WHAT YOU NEED TO DO: Convert the listing, from its first line through the line containing "[[597, 149]]", into a numbered list and omit any blank lines.

════════

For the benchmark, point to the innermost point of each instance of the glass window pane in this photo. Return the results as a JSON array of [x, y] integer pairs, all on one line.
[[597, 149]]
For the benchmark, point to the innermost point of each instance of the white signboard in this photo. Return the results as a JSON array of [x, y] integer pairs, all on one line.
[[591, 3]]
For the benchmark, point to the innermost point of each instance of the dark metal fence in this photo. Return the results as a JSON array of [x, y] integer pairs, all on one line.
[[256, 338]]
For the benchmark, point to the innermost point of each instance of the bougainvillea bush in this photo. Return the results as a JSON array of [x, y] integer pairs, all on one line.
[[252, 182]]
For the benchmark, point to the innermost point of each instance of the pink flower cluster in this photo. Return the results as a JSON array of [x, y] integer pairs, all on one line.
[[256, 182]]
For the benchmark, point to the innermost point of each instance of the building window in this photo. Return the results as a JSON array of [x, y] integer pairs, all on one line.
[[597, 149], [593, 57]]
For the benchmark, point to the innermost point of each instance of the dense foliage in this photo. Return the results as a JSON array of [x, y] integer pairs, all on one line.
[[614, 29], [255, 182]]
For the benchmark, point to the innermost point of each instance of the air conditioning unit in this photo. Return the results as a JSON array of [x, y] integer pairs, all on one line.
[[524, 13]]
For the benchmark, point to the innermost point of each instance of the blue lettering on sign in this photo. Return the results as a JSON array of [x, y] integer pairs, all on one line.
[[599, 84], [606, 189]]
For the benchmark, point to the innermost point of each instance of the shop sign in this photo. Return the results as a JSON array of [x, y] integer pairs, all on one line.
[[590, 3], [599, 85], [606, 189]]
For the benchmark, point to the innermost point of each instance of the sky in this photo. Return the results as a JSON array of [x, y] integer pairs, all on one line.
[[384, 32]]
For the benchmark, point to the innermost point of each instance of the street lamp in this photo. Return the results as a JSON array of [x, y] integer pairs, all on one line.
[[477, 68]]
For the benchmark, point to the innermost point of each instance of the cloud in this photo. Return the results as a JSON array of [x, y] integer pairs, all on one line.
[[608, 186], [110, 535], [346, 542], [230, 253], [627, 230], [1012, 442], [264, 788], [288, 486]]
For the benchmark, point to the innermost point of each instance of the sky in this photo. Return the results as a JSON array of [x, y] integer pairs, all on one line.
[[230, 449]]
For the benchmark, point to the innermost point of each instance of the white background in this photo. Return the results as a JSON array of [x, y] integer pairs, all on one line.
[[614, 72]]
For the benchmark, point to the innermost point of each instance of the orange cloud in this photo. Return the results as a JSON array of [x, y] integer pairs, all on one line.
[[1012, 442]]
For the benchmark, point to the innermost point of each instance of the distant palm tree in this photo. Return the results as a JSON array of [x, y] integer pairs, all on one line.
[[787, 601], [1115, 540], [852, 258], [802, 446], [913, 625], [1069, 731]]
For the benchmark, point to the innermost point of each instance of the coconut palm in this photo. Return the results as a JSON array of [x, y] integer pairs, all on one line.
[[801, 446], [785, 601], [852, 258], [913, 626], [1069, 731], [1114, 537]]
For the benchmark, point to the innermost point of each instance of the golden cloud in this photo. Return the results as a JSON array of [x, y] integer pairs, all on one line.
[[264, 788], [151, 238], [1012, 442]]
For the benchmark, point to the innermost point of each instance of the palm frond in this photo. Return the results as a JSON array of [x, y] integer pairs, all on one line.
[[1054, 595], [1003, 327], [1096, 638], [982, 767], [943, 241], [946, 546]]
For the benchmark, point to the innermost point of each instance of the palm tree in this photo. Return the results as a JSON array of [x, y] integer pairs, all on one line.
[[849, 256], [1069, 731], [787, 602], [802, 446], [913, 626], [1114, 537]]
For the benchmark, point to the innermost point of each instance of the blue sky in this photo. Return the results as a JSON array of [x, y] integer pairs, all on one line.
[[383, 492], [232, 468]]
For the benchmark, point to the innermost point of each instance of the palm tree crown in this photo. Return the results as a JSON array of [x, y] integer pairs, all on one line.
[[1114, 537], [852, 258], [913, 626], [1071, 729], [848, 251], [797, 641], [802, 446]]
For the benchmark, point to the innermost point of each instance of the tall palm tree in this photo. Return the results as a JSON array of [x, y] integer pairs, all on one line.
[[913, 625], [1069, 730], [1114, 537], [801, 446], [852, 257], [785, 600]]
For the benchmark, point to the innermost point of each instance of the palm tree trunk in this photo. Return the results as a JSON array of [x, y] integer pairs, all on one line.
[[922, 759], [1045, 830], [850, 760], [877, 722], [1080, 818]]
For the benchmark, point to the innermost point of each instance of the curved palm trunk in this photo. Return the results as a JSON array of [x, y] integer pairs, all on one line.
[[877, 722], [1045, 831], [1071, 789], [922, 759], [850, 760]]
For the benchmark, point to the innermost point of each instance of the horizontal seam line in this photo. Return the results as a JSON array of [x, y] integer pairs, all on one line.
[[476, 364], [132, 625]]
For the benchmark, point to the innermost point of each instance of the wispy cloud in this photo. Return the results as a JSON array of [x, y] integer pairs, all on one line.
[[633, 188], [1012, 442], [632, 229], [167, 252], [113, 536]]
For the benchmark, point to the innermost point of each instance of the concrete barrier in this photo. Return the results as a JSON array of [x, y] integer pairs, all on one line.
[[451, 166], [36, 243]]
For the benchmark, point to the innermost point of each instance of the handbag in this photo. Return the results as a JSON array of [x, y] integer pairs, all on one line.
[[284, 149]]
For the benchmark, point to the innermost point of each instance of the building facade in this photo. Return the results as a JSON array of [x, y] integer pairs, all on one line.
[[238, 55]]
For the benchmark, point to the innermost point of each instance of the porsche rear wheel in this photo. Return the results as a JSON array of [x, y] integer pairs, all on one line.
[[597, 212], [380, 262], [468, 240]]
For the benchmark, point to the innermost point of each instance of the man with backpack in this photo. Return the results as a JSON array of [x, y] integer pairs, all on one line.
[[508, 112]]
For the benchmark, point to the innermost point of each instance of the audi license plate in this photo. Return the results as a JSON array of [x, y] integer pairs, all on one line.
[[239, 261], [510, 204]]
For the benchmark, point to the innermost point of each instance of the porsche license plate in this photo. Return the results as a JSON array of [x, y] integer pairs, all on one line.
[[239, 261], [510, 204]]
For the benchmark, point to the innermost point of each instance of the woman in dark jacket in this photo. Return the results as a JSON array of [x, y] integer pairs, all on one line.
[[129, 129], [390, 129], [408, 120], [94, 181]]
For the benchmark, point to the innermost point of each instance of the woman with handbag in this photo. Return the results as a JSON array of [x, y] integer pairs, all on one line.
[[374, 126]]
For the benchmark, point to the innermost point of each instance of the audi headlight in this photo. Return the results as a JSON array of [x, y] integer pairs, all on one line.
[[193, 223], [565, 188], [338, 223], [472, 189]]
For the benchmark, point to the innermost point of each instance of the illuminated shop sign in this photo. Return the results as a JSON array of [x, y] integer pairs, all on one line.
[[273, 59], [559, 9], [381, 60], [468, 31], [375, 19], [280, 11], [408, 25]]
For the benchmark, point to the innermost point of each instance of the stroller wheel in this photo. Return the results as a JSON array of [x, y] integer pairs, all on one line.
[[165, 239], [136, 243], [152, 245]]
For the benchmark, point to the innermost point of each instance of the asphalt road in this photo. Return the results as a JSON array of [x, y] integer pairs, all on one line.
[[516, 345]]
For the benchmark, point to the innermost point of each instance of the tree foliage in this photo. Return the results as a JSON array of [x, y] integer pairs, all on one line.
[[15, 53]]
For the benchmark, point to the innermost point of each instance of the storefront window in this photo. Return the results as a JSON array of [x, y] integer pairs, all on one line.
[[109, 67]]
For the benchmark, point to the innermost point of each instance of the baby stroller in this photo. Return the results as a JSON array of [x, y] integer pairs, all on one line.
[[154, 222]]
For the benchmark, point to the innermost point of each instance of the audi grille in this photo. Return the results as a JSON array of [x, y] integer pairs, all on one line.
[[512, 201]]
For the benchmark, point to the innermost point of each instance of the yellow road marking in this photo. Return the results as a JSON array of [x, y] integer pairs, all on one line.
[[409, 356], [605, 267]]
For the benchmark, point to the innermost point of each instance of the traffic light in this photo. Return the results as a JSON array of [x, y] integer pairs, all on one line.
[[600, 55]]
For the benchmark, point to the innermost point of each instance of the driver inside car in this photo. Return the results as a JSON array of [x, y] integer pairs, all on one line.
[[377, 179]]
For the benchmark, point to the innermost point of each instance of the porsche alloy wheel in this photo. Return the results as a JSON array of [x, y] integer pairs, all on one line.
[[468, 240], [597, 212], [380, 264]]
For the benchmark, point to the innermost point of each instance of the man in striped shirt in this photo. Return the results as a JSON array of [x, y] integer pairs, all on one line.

════════

COMPLETED EXERCISE:
1. For the benchmark, point to the innermost point of each instance of the glass window pane in this photo. Return the results as a JSON array of [x, y] integer pairs, all on one line.
2. [[597, 149]]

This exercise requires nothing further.